With our stimulus bill, the bailout of the American car industry, the cash-for-clunkers, the full-scale immersion into solar, wind and turbine energy industry, my administration, the Monetary Board, the U.S. Congress and the American business community all working together, we were able to jump-start the American economy so that now we are in the midst of an economic expansion that is on a trajectory to an eventual full economic recovery.

We are pulling that huge rock back up the slope, inch by precious inch. But, it is an activity that is historic and epochal in its challenges. Those old enough to remember the Great Depression perhaps can remember that the recovery from it took more than ten years. The final piece of the puzzle came when the U.S. entered the war in Europe and Asia and American industry went into full-employment.

While the American economy did not go into a Great Depression in 2008 and 2009, the enormous challenges before us were clear for everyone to see. We had lost 8 million jobs during the Bush years, we were still losing 750,000 jobs a month when I took over, and many of the jobs already lost and we were continuing to lose we knew would never come back - because they were manufacturing jobs in industries that had fled America for China, South Korea, Japan, Taiwan and other Asian countries.

My biggest challenge was how to put people back to work. That was the only way the country could slowly pull that rock back up that slope and reconnect it to that Rocky Mountain side from which it had broken off.

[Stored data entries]
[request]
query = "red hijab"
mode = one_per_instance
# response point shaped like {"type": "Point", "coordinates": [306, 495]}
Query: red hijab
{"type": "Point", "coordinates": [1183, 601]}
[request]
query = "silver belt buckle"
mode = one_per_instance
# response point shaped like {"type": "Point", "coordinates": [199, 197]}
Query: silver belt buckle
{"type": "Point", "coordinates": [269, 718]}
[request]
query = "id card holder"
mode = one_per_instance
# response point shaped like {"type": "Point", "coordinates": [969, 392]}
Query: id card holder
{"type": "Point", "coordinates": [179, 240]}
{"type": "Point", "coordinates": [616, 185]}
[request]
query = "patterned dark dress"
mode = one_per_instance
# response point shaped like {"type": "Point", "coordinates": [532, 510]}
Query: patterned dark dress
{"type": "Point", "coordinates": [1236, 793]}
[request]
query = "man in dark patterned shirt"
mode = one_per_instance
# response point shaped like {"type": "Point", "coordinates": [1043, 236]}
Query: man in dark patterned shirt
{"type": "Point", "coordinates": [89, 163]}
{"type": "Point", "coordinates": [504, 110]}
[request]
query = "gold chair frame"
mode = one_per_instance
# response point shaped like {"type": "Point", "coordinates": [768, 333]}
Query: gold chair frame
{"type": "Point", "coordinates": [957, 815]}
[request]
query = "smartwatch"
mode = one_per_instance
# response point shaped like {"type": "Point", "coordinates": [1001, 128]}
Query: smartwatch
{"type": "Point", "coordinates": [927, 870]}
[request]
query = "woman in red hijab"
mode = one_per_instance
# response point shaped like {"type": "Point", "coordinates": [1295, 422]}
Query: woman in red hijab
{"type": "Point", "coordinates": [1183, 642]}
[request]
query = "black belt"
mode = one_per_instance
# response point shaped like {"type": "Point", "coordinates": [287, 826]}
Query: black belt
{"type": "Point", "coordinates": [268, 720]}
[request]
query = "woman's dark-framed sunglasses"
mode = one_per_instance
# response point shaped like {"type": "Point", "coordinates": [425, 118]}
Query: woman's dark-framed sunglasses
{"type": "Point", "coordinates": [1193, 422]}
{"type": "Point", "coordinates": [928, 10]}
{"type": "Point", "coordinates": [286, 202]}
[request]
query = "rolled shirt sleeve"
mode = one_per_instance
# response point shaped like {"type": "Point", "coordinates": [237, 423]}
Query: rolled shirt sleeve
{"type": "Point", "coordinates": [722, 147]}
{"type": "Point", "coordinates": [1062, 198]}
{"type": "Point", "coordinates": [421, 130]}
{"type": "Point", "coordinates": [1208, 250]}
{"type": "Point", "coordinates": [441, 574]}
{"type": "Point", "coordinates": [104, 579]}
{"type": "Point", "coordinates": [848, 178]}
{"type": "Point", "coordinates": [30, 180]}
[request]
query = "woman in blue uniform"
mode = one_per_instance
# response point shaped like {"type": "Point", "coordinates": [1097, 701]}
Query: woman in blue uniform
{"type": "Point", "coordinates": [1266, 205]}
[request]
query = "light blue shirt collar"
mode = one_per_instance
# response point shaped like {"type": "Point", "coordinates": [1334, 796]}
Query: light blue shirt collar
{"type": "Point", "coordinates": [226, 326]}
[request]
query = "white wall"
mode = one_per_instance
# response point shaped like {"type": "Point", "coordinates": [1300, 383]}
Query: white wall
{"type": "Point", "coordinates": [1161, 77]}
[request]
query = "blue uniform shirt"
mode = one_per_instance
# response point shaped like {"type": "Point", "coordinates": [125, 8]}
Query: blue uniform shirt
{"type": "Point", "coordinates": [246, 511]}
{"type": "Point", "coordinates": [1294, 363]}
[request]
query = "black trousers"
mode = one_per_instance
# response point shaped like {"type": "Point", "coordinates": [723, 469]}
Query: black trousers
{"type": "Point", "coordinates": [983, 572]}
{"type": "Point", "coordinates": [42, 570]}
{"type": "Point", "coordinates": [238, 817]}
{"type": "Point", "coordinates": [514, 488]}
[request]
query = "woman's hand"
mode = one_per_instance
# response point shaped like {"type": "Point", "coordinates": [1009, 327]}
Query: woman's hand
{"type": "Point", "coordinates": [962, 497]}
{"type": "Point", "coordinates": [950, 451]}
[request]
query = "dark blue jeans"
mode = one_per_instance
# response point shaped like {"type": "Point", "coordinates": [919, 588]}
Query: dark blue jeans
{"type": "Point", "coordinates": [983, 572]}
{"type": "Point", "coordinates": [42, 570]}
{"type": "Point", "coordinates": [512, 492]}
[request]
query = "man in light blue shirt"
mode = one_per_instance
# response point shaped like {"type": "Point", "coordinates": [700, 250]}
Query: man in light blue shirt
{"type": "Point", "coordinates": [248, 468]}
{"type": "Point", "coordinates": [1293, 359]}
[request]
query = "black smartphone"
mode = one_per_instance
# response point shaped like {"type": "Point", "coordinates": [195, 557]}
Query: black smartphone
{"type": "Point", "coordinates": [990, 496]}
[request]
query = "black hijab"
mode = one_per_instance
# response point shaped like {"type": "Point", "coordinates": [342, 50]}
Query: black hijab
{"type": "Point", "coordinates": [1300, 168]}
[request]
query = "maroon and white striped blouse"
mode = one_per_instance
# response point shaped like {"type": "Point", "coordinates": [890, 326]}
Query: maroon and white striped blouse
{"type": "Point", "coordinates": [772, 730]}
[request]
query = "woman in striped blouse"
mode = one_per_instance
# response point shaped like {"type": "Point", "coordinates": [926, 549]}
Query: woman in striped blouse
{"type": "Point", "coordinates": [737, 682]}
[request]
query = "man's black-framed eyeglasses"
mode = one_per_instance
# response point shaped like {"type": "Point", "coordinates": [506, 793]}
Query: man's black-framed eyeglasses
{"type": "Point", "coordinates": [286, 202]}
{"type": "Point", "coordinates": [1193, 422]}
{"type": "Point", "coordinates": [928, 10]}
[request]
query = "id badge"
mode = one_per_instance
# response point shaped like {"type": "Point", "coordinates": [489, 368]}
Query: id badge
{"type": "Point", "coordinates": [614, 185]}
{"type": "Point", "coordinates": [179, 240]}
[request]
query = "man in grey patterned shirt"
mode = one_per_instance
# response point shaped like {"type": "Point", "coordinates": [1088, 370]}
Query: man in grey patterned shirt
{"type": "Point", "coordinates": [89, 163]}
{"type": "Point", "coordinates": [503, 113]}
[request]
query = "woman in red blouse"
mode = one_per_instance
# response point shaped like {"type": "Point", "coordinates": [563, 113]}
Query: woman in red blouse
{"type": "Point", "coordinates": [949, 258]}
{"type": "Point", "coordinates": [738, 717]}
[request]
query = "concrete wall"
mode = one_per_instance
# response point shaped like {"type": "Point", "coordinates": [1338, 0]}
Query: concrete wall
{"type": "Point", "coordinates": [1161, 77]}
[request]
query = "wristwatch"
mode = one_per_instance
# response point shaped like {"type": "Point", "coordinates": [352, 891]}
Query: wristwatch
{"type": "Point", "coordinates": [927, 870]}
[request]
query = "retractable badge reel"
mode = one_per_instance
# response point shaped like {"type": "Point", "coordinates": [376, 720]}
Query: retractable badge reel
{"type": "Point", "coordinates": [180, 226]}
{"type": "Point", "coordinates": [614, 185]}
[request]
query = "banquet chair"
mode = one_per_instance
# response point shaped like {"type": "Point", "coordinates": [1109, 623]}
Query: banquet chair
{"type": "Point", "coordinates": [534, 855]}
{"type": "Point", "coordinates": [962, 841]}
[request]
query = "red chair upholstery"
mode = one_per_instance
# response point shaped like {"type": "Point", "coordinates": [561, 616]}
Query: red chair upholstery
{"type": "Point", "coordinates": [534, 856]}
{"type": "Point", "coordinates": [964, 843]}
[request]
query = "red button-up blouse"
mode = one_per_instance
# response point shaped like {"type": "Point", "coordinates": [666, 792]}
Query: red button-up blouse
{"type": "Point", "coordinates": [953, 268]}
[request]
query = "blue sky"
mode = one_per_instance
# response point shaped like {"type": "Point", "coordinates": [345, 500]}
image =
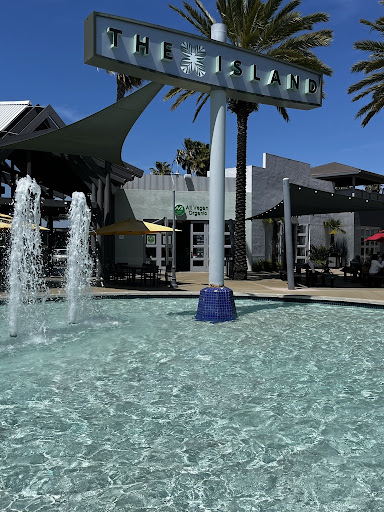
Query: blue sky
{"type": "Point", "coordinates": [42, 61]}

### Brief 1:
In the passage on economic recovery, how many jobs a month were still being lost when the speaker took over?
### Brief 2:
Carry on the passage on economic recovery from its last sentence.

### Task answer 1:
750,000 jobs a month.

### Task answer 2:
Thanks to American ingenuity and the heroes of Main Street - the small employers, the big multinationals that are now hiring again - we are gradually seeing the rebirth of American optimism. The economy has added jobs again, though the jobs that are being added have not been enough. We need to do much, much better in this area. We cannot let a whole generation of Americans - today's college graduates - spend the best years of their young lives unemployed and uncertain of their future.

We need to create jobs by the hundreds of thousands and eventually by the millions. We need to accelerate the pace that that big rock goes up that slope. We must push harder, and pull with more force. I believe that I have been leading in this effort. I've had my focus on the economy from Day One. People in America may not know this, because I did not constantly remind them of it, but since I got my initial briefings on the state of the American economy at the beginning of my term in 2009, I've had my eye on that rock. I knew it was going to be very difficult, one of the most difficult things that any American president would ever be challenged to accomplish.

I believe in my heart that we are on the right track, even though there are times when I am tempted to be discouraged. The pace of our recovery is so slow and I know there are millions of Americans who are having an incredibly tough time making ends meet. And the generation that just graduated from college must be wondering if they will ever find meaningful jobs in their lifetime.

But we must not allow the few among us who want a return to the policies that got us into this mess to prevail in the ongoing national debate. We are making progress, we are pushing that rock back up that slippery slope slowly but surely.

If we turn the U.S. Congress back to the Republicans, who along with the previous administration caused the earthquake that broke the side of that Rocky Mountain to split apart and go on that downhill slide, we are making a big, big mistake. The Republicans threaten to undo what we have already done. They want to return to the policies that caused the economic mess we're in.

They are not just saying NO to everything that my administration is proposing, they are also trying to convince us that their old policies of no regulation, of every man for himself, of low taxes for the rich, of hundreds of billions in tax breaks for the oil industry, of artificially generating economic activity by going to war in countries like Iraq will work. Even though we still have the memory of how the previous administration dragged our country to an economic collapse.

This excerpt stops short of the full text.